Raw records
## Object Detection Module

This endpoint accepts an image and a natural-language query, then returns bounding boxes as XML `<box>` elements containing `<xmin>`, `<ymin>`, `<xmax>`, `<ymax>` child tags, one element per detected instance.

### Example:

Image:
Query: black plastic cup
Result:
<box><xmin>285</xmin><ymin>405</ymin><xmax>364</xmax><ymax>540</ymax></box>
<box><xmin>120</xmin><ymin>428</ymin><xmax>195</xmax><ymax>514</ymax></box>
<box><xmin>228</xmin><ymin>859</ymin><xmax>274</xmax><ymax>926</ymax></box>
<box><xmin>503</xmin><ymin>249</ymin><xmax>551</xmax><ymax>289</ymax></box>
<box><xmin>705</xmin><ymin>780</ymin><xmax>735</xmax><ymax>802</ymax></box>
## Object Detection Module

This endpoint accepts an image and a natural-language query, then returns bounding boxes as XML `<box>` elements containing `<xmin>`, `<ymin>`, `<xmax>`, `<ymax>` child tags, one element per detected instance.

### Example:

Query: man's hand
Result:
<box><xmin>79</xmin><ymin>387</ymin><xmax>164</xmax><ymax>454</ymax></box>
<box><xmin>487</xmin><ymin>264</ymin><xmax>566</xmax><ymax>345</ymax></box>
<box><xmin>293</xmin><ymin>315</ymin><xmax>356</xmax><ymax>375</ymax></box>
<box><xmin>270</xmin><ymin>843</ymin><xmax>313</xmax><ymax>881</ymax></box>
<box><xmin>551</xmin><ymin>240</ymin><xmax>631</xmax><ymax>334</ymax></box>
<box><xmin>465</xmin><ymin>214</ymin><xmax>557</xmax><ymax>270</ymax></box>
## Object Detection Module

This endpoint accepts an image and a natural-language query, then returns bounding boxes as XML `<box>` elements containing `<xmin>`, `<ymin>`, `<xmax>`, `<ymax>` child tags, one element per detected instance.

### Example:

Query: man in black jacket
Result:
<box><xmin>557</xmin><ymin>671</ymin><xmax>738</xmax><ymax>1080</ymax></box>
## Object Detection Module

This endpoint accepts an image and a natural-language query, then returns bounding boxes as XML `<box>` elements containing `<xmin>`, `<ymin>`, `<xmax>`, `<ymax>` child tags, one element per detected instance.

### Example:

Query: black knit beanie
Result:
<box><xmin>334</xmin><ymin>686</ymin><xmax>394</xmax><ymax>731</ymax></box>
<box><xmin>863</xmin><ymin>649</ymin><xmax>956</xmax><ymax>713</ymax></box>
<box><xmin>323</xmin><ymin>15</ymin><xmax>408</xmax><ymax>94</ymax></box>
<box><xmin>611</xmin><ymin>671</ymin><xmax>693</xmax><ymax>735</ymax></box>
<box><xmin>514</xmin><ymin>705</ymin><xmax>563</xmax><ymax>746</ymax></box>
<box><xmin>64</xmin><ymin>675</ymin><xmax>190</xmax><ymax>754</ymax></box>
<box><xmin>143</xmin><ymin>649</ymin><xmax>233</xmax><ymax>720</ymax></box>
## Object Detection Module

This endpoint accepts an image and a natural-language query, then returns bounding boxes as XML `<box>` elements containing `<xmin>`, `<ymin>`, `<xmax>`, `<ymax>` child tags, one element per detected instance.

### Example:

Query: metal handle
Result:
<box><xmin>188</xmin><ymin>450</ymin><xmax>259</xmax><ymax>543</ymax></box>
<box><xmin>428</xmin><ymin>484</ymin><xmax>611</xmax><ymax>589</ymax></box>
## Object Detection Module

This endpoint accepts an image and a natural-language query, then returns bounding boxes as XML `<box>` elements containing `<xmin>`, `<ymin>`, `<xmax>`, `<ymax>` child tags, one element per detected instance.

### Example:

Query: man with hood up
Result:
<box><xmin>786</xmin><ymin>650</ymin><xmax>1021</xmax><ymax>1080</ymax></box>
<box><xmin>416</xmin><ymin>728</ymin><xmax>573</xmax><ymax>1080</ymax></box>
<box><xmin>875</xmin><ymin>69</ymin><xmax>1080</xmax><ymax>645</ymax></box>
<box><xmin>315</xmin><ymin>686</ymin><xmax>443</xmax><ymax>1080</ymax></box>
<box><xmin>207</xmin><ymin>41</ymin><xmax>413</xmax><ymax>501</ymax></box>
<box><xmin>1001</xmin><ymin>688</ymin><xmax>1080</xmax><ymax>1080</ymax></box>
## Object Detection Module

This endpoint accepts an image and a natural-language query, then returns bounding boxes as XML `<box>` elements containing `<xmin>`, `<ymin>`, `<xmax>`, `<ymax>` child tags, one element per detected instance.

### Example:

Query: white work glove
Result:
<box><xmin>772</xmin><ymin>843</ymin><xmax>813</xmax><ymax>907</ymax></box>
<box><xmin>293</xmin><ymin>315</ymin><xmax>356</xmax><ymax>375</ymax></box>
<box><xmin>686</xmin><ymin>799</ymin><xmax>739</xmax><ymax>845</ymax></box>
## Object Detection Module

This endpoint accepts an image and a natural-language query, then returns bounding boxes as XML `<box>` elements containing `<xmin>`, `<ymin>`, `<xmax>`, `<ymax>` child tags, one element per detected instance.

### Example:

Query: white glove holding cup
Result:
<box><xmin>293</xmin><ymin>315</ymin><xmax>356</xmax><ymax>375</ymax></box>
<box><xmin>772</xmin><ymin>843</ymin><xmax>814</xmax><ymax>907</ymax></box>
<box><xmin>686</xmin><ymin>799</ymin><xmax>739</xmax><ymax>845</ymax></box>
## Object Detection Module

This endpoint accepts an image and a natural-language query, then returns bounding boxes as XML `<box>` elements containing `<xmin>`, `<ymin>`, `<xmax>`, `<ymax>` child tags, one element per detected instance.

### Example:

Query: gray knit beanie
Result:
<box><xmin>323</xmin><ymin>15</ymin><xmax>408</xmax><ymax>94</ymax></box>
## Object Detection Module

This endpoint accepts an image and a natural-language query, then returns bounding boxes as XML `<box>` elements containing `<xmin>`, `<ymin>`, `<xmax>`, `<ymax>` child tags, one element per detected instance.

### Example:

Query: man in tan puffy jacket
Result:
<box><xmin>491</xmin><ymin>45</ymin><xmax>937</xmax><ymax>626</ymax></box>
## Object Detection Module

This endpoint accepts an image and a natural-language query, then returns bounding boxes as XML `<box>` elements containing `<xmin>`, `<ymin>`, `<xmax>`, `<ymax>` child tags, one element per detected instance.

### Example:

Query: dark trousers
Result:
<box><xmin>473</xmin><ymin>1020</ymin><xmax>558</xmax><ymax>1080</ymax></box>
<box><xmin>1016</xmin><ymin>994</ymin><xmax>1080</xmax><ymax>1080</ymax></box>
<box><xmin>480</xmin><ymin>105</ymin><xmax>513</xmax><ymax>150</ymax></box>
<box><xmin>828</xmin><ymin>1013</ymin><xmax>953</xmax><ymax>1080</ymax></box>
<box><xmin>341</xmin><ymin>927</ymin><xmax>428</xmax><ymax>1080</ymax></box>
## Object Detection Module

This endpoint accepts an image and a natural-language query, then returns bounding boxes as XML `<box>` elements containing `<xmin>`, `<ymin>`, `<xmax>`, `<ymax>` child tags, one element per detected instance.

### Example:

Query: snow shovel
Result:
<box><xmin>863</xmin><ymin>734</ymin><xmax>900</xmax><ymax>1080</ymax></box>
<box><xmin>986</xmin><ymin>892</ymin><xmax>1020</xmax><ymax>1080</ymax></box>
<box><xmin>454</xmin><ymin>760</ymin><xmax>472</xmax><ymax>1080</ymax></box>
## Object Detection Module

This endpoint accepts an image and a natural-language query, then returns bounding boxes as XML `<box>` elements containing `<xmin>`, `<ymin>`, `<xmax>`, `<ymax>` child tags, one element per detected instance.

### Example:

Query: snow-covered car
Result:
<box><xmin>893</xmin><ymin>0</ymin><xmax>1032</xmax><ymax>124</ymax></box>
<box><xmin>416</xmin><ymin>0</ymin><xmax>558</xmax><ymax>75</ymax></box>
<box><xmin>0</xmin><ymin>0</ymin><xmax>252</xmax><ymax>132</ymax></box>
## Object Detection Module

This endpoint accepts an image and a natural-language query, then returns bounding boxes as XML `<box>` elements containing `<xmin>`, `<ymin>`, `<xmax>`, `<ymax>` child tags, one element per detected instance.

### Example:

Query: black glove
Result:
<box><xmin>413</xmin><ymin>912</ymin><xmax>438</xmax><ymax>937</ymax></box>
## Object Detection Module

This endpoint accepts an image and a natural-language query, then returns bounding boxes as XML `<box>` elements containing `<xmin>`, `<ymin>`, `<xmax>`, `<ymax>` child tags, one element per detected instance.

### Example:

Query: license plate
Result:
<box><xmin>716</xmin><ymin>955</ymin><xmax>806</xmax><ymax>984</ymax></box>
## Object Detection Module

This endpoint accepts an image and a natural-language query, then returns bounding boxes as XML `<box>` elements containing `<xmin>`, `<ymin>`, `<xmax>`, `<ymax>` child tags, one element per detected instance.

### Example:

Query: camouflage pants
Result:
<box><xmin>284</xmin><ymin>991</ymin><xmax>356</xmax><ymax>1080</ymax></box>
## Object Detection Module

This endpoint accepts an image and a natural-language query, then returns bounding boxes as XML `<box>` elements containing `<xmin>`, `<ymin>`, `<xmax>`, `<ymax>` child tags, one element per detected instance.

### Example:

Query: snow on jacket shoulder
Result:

### GIVEN REQUEST
Which lines in the data above contain the string "knit"? List each of them in full, treating uppercase and lowercase as different.

### WORKED SOLUTION
Query: black knit beanie
Query: gray knit beanie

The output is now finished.